Locate every line in the entries below that contains the string "target", and copy each of those lines.

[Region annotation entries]
+ + + + + + +

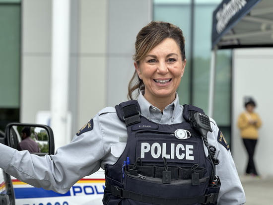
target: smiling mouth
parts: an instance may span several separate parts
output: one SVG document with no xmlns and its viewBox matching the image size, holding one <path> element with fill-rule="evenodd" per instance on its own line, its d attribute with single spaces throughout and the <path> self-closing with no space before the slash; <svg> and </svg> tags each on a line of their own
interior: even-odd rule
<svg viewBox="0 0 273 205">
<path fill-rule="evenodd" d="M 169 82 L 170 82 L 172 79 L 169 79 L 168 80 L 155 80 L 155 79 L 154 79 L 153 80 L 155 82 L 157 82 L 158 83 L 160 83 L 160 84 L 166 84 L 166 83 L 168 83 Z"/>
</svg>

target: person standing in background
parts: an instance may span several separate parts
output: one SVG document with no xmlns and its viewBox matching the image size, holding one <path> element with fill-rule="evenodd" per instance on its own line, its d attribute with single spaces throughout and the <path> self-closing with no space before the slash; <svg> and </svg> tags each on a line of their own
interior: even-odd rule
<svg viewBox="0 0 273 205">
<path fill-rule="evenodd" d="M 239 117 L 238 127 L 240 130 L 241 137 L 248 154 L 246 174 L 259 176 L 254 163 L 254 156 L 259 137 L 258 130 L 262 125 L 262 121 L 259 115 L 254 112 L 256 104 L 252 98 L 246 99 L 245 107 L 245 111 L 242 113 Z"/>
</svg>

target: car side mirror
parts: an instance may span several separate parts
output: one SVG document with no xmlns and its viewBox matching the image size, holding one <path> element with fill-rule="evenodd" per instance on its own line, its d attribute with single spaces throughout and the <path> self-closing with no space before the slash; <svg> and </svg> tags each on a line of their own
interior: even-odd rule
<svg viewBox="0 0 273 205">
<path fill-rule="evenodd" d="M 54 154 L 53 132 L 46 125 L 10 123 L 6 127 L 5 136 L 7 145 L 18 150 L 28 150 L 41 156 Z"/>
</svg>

+ + + + + + +

- [Reply]
target: smiling mouth
target: person standing in background
target: car side mirror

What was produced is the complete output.